What the exercise asks: Pull out each line of the records that contains the word "where".

Entries shown:

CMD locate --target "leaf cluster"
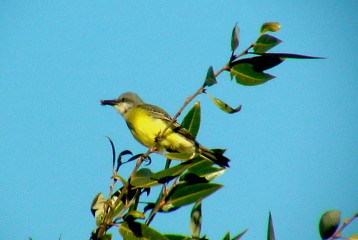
[91,22,324,240]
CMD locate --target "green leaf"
[206,94,241,114]
[254,34,282,53]
[230,63,275,86]
[188,159,227,182]
[124,210,145,220]
[254,52,325,59]
[232,229,249,240]
[119,222,169,240]
[204,66,217,87]
[164,234,192,240]
[91,193,107,217]
[260,22,281,34]
[231,24,240,52]
[190,201,202,238]
[181,101,201,137]
[267,212,275,240]
[152,162,190,183]
[231,54,284,73]
[319,210,341,239]
[164,152,198,161]
[131,168,158,188]
[162,183,223,212]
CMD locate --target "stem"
[97,60,232,237]
[97,144,154,237]
[328,212,358,240]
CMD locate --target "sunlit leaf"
[130,168,158,188]
[190,201,202,238]
[267,212,275,240]
[181,101,201,137]
[119,222,168,240]
[230,63,275,86]
[188,159,227,182]
[151,160,191,183]
[231,24,240,52]
[232,229,249,240]
[254,34,282,53]
[91,193,107,217]
[124,210,145,220]
[231,54,285,73]
[164,234,192,240]
[164,152,197,161]
[162,183,223,211]
[260,22,281,34]
[319,210,341,239]
[207,94,241,113]
[204,66,217,87]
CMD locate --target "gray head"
[101,92,144,115]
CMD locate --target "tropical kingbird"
[101,92,229,167]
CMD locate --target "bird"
[100,92,230,167]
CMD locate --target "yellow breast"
[124,107,195,152]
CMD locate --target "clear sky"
[0,0,358,240]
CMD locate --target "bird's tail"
[199,146,230,167]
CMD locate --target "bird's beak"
[101,100,117,106]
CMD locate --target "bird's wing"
[138,104,195,141]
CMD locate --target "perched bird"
[101,92,230,167]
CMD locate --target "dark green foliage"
[91,22,330,240]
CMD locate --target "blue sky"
[0,0,358,240]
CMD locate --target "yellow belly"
[124,108,195,152]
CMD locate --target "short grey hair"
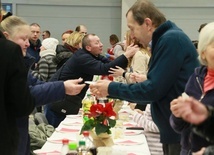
[198,22,214,66]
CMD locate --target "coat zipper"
[196,77,205,101]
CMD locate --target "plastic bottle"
[66,143,78,155]
[82,131,97,155]
[82,94,93,123]
[60,139,69,155]
[77,140,87,155]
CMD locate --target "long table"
[34,107,150,155]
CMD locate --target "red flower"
[81,102,116,135]
[103,102,116,117]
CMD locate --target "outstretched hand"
[64,78,85,95]
[108,66,125,77]
[89,80,112,98]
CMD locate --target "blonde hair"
[66,31,84,47]
[125,30,151,67]
[0,16,29,36]
[198,22,214,66]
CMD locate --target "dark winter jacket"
[108,21,199,144]
[0,32,34,155]
[53,43,77,70]
[27,39,41,63]
[48,49,128,115]
[16,55,65,155]
[170,66,214,152]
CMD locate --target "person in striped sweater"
[31,38,59,81]
[133,104,163,155]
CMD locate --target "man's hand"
[64,78,85,95]
[130,72,147,82]
[89,80,111,98]
[108,66,125,77]
[170,97,208,125]
[124,44,139,59]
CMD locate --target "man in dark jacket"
[27,23,41,69]
[0,9,34,155]
[171,97,214,155]
[45,34,138,127]
[91,0,199,155]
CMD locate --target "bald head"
[75,25,87,35]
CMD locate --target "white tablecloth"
[35,108,150,155]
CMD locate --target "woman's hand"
[108,66,125,77]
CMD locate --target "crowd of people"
[0,0,214,155]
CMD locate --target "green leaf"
[95,123,110,135]
[80,119,95,134]
[107,118,116,128]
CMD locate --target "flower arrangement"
[81,101,116,135]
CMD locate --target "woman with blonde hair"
[109,30,151,83]
[109,30,163,155]
[170,22,214,155]
[53,31,84,70]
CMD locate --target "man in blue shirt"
[90,0,199,155]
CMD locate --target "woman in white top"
[109,30,163,155]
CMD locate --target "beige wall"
[121,0,214,40]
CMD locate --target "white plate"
[66,115,82,119]
[123,122,137,127]
[47,138,75,144]
[61,121,83,126]
[56,127,80,133]
[125,130,142,136]
[115,140,143,146]
[85,81,96,85]
[33,149,60,155]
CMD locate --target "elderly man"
[45,34,138,127]
[90,0,199,155]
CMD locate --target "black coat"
[50,49,128,114]
[0,32,34,155]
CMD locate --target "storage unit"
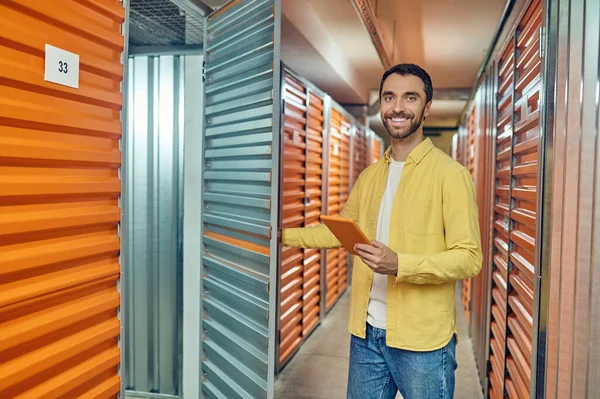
[544,1,600,399]
[351,123,370,187]
[277,65,376,371]
[279,69,325,368]
[367,130,385,163]
[0,0,125,398]
[454,0,600,398]
[325,105,351,311]
[462,105,477,324]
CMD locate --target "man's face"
[381,73,431,139]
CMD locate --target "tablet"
[321,215,371,255]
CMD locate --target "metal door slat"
[201,0,280,398]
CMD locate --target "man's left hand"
[354,241,398,275]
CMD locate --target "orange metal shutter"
[490,35,514,399]
[279,74,307,364]
[506,0,542,398]
[325,108,342,310]
[0,0,125,398]
[338,116,351,296]
[303,92,324,335]
[462,106,476,324]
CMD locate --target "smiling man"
[282,64,482,399]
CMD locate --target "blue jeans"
[347,324,457,399]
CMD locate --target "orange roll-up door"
[0,0,125,398]
[325,108,342,310]
[462,107,476,324]
[506,0,542,398]
[279,74,307,363]
[303,92,324,335]
[351,126,368,187]
[338,116,351,296]
[371,138,381,163]
[490,35,514,399]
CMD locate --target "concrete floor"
[275,288,483,399]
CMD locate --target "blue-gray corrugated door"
[199,0,281,399]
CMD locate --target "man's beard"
[382,110,424,139]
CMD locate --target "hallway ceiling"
[198,0,506,133]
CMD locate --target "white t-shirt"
[367,160,404,330]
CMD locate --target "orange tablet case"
[321,215,371,255]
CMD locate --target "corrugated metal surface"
[125,56,184,395]
[325,107,342,310]
[302,91,325,336]
[370,133,384,163]
[279,74,307,363]
[462,106,477,324]
[338,115,351,296]
[0,0,125,398]
[489,33,515,398]
[351,125,369,186]
[537,0,600,399]
[470,68,496,390]
[506,0,542,398]
[201,0,281,398]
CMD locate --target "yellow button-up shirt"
[282,139,482,351]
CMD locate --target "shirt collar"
[385,137,434,165]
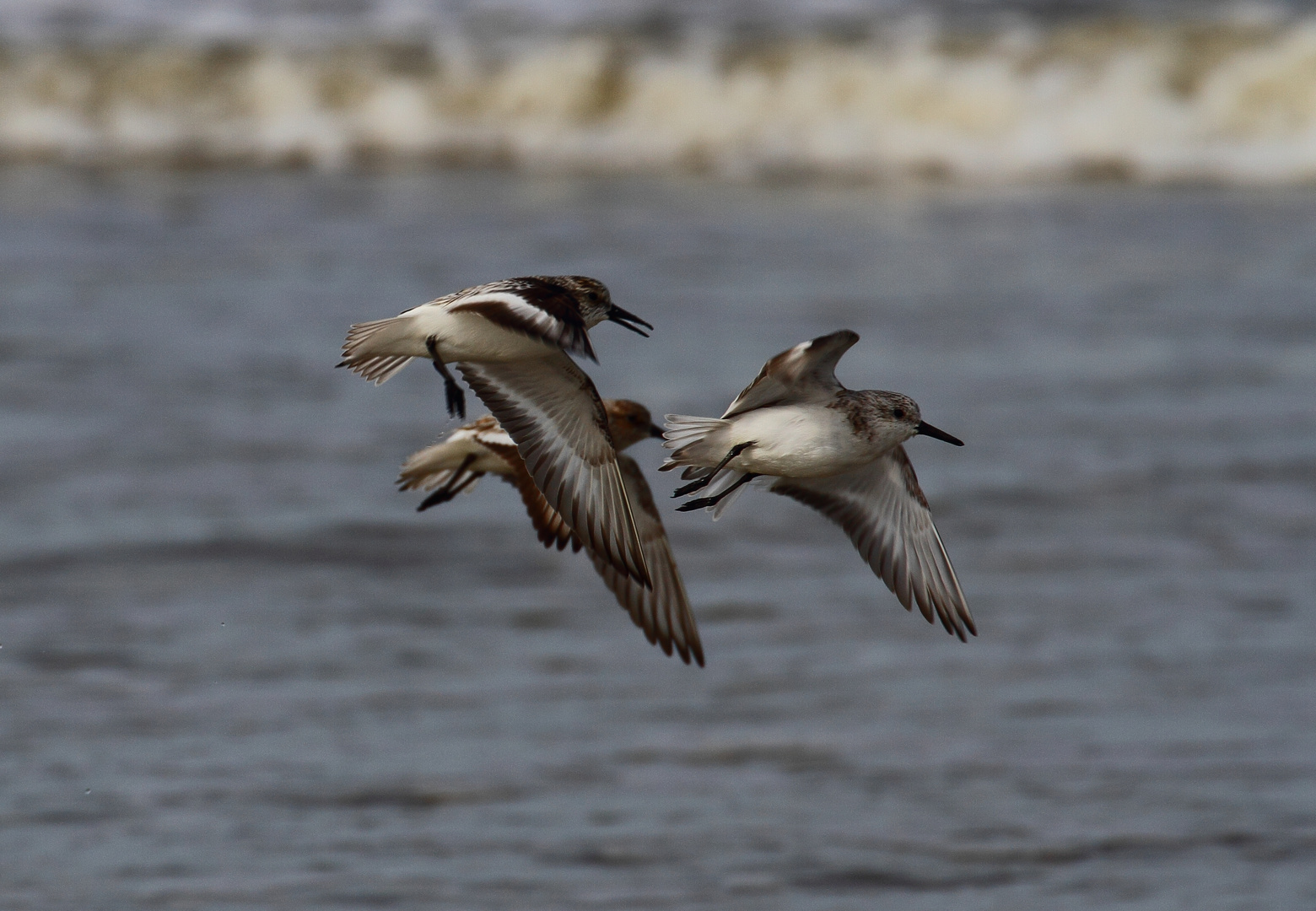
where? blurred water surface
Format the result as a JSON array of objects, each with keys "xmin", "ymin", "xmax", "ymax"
[{"xmin": 0, "ymin": 169, "xmax": 1316, "ymax": 909}]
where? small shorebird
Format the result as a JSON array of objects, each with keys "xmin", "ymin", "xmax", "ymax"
[
  {"xmin": 397, "ymin": 399, "xmax": 704, "ymax": 666},
  {"xmin": 338, "ymin": 275, "xmax": 653, "ymax": 586},
  {"xmin": 662, "ymin": 331, "xmax": 978, "ymax": 639},
  {"xmin": 338, "ymin": 275, "xmax": 653, "ymax": 418}
]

Final result:
where? blurred water surface
where? small shorebird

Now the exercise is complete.